**PROVIDED PASSAGE**
Apple just celebrated its 50th birthday with a Nasdaq bell-ringing ceremony at Apple Park and a performance by Paul McCartney. The optics were perfect. The AI strategy? Not so much.
Former insiders are saying it out loud now: Apple had a five-year head start with Siri, launched in 2011, and squandered it. “Apple basically blew a five-year lead,” said Walt Mossberg, the legendary tech columnist who covered the company for decades. Siri co-founder Adam Cheyer was more diplomatic, but the message was clear — the original vision for Siri was far more ambitious than what shipped, and Apple never followed through.
The company is now playing catch-up. In January, Apple struck a multiyear deal with Google to integrate Gemini AI into a rebooted Siri. That’s a reversal of the old model: Google already pays Apple around $20 billion a year to be the default search engine on the iPhone. Now Apple is the one paying — and handing over some control to a competitor in the process.
Former employees worry about what that means for Apple’s core promise: privacy. The company has long positioned itself as the anti-Google, the brand that doesn’t harvest user data to fuel an ad engine. But AI models need data to get smarter. If Apple is licensing Google’s tech, what happens to that wall?

Referring expression pointing data:
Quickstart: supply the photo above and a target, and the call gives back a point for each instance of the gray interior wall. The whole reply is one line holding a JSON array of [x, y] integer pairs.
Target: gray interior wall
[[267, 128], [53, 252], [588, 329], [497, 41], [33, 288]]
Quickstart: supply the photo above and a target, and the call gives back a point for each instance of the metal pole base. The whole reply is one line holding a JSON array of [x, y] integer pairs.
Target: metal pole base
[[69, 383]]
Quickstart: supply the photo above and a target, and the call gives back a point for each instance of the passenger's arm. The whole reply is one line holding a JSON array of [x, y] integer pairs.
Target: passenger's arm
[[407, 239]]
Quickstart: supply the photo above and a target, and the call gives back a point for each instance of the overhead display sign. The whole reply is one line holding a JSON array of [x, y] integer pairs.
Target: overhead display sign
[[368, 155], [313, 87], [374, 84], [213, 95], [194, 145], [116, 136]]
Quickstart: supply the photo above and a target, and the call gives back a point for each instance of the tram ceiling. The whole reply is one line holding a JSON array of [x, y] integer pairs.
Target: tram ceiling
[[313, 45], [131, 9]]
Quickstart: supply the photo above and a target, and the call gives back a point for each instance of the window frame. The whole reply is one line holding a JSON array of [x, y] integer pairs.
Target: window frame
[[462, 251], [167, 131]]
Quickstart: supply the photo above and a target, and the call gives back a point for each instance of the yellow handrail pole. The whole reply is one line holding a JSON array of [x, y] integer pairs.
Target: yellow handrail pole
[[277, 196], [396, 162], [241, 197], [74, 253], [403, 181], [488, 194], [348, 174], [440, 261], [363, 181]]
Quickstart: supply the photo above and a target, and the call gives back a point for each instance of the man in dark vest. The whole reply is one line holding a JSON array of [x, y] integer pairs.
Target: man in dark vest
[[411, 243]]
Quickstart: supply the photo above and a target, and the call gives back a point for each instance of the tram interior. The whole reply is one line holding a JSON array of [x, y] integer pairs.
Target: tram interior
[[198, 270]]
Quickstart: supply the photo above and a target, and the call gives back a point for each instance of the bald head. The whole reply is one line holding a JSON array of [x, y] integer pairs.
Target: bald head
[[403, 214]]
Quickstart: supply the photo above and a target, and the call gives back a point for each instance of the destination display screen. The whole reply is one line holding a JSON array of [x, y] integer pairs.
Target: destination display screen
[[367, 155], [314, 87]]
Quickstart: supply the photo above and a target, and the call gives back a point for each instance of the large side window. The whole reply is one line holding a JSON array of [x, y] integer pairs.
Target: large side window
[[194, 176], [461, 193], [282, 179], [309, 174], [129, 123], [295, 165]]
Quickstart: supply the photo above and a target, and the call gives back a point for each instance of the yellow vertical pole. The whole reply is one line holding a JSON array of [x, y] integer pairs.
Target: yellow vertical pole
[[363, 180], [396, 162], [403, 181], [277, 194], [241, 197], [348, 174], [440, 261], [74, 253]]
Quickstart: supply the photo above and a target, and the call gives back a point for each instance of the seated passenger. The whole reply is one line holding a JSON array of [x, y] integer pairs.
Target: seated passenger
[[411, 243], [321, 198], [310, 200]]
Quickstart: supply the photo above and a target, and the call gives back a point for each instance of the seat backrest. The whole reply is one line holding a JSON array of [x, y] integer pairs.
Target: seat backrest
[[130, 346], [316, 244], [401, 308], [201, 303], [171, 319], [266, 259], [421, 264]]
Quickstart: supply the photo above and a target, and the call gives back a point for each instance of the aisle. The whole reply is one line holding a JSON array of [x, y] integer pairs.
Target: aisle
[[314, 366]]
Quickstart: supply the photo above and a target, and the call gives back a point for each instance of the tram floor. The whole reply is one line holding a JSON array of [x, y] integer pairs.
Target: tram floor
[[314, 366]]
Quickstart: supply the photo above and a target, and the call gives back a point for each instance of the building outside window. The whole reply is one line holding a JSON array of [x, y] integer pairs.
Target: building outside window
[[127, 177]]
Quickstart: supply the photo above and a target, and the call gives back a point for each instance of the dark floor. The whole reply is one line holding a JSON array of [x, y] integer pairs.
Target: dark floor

**PROBLEMS TO WORK ON**
(1) Output the part of the passage on Apple's AI strategy that opens with the words containing "Former insiders are" and closes with "never followed through.".
(2) Answer these questions using the passage on Apple's AI strategy:
(a) In what year was Siri launched?
(b) With which company did Apple strike a multiyear deal in January?
(c) About how much does Google pay Apple each year to be the iPhone's default search engine?
(3) Write the next part of the passage on Apple's AI strategy, starting after its last sentence.
The material has no connection to the passage on Apple's AI strategy.

**ANSWER SECTION**
(1)
Former insiders are saying it out loud now: Apple had a five-year head start with Siri, launched in 2011, and squandered it. “Apple basically blew a five-year lead,” said Walt Mossberg, the legendary tech columnist who covered the company for decades. Siri co-founder Adam Cheyer was more diplomatic, but the message was clear — the original vision for Siri was far more ambitious than what shipped, and Apple never followed through.

(2)
(a) 2011
(b) Google
(c) Around $20 billion

(3)
Still, some believe Apple can win. Cheyer says the first company to combine “knowing and doing” in a single AI system will dominate the next era of tech — and Apple still has a shot. The bet is that AI workloads will shrink and run locally on devices within a few years, solving the privacy problem and playing to Apple’s silicon strength.
But the clock is ticking. OpenAI just bought Jony Ive’s design firm for $6.4 billion and tasked him with building a screenless AI device. If the next computing platform doesn’t need a screen, Apple’s design advantage evaporates. The company may have missed the boat on cloud AI. The question is whether it can still win on the edge.